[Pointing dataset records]
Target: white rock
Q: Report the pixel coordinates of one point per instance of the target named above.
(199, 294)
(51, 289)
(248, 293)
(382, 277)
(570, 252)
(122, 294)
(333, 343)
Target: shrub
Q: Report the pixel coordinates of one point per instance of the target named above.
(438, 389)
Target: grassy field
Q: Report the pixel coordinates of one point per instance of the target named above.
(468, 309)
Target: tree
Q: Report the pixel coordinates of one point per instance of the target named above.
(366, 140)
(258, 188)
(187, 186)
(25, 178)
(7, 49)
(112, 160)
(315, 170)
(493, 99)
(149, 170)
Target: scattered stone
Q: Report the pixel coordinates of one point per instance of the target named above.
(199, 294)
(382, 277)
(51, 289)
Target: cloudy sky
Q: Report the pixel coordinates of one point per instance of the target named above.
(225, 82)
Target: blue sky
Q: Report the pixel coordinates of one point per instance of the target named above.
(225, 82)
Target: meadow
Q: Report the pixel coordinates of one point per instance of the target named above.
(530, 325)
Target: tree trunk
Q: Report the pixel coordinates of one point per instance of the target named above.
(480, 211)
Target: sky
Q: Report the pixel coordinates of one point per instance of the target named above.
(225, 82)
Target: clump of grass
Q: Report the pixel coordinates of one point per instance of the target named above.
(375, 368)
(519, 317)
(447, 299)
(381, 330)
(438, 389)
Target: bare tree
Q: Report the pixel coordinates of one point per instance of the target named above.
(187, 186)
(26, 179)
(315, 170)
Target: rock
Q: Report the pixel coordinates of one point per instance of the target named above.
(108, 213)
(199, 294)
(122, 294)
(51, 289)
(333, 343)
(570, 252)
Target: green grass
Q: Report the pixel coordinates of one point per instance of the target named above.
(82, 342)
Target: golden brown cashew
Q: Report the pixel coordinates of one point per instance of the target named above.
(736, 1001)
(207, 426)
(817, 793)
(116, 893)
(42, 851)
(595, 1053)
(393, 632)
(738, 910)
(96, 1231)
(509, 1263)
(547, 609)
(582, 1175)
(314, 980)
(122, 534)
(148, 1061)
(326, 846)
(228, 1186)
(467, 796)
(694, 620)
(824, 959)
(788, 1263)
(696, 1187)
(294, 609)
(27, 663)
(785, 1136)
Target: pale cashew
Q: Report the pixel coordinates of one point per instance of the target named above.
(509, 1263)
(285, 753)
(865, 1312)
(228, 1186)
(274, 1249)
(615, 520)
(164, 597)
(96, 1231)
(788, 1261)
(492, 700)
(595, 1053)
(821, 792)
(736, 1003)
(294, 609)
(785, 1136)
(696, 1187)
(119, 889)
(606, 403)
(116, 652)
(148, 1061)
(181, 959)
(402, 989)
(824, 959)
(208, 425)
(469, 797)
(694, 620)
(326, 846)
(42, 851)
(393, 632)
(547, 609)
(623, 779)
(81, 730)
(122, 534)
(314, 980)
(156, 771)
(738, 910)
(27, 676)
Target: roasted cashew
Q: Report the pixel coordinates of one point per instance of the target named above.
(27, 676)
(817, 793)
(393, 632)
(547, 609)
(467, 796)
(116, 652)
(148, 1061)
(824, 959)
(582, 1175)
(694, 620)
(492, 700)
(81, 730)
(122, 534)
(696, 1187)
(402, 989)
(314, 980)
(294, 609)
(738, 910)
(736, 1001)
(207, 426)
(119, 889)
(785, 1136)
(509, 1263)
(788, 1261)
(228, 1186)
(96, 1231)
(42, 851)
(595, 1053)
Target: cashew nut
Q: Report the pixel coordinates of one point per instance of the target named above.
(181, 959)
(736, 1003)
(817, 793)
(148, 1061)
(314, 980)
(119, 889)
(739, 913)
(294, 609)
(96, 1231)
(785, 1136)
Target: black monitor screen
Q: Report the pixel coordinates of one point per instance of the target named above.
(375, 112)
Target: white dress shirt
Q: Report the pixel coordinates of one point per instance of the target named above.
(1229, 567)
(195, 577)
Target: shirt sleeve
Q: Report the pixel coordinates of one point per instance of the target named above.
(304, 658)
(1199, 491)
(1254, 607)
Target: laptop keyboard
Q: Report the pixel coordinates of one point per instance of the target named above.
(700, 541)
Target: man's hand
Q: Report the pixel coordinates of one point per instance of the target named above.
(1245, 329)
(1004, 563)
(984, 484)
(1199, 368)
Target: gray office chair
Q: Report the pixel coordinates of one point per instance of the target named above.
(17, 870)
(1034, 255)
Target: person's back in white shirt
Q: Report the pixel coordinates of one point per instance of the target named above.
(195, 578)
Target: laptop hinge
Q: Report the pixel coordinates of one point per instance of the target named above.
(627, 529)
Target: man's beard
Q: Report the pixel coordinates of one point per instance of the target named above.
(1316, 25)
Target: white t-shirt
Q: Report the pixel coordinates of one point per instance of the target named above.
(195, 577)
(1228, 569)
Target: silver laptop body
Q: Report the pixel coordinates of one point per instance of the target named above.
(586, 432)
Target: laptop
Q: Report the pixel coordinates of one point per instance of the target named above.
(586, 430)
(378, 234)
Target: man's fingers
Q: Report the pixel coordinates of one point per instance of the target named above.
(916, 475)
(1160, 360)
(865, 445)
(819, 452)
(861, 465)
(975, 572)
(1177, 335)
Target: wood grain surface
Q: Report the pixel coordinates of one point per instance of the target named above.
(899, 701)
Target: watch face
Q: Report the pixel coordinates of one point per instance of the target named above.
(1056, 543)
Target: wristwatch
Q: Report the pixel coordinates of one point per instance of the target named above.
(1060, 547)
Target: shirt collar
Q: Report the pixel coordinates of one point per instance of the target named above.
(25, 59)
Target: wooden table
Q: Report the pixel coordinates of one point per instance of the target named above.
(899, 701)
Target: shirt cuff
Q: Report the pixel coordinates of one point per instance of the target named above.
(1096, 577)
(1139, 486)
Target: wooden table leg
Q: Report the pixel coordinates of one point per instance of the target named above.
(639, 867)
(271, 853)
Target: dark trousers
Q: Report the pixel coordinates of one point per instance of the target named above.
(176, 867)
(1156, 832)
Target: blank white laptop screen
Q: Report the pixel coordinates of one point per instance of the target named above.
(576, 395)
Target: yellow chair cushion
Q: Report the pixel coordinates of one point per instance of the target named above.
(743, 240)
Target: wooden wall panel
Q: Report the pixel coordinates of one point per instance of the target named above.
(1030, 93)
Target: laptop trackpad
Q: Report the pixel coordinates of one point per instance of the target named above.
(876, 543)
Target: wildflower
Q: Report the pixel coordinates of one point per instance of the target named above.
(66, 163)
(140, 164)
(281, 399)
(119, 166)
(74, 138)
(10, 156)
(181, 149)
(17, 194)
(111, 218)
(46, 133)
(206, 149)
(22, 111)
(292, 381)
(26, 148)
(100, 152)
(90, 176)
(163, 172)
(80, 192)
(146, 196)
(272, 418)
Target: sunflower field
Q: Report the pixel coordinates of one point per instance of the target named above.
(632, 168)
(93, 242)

Your task: Please copy out the lines verbatim, beginning with the line containing "Target: white dress shirt" and ending after the line containing "(1254, 607)".

Response to the exercise:
Target: white dress shirt
Q: Report the pixel coordinates of one point per instance of the target named above.
(1229, 567)
(195, 577)
Target: shirt sleeve
Q: Report the pixel coordinates of one point per instance of the target named above.
(304, 658)
(1199, 491)
(1254, 607)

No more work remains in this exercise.